EXTRACTED RECORDS:
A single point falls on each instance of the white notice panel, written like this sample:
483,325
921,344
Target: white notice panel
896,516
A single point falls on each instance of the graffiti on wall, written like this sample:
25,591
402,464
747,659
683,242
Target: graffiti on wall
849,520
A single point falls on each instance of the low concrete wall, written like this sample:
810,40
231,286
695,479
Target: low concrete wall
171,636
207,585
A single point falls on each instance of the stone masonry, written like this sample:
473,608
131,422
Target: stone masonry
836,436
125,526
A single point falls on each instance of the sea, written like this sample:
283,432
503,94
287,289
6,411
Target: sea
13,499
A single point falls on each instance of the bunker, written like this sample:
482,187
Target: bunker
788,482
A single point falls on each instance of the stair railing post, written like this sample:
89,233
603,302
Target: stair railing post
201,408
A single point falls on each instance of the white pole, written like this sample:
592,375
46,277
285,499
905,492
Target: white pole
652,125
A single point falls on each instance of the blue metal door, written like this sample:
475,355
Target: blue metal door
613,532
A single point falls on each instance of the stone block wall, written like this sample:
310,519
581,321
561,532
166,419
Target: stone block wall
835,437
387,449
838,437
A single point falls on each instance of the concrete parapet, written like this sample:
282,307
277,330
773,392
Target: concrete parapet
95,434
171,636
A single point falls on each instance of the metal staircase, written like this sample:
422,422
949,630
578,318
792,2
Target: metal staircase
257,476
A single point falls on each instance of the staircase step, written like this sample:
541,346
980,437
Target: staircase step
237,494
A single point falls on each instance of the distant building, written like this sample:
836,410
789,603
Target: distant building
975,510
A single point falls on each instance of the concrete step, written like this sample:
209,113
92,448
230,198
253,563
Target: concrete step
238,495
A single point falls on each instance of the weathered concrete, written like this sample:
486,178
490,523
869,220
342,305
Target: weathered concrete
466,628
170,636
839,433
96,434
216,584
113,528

REQUIRED WORK:
Retype the material in full, character for character.

TASK SOLUTION:
A single point falls on each instance of the white notice panel, written like this sample:
483,325
921,344
Target: white notice panel
896,516
A single point falls on each instance of the graffiti on wall, written like this sample:
25,591
402,464
747,659
683,242
Target: graffiti on wall
849,520
A single point falls on each instance of the low concrete wall, written like this sample:
810,40
231,286
695,479
Target: low concrete wall
171,636
207,585
A single point falls on each instance of the stone masonry, written like this sample:
473,608
131,422
Target: stone masonry
836,436
125,526
A single point falls on each instance of the sea, written like this sample:
283,432
503,94
287,289
6,411
Target: sea
13,499
A single point falls on each instance of the bunker, written like this sample:
482,187
Target: bunker
788,482
A single point falls on each instance of the stair railing post, written like this sample:
89,233
603,302
Target: stair railing post
201,408
A single point falls on each instance of the white pole, written like this sample:
592,375
46,277
285,499
905,492
Target: white pole
652,125
A single point falls on each instance of the blue metal door, written like this sample:
475,355
Target: blue metal door
613,532
A single point falls on each instance of the stone block wall, written like this sample:
310,519
581,321
561,532
166,419
Target: stone block wall
835,437
387,449
838,437
A single point falls on each instance of the concrete parapet, written like this sample:
282,307
277,330
773,392
Target: concrete parapet
95,434
171,636
A single point falls on each instance of the metal staircase, written like this sample:
422,422
949,630
578,318
792,2
Target: metal staircase
257,476
A single point falls on each instance of the staircase step, written like this sample:
541,346
980,437
Target: staircase step
237,494
A single point falls on each instance of the distant building, written like this sample:
836,410
789,603
Target: distant building
975,510
A single point falls on each instance of the concrete step, written like this sample:
209,113
92,448
230,198
253,563
Target: concrete step
238,495
A single point falls on each instance of the weathered concrete, written like this sample:
486,178
490,523
869,220
342,305
Target: weathered concrete
466,628
170,636
839,433
96,434
216,584
113,528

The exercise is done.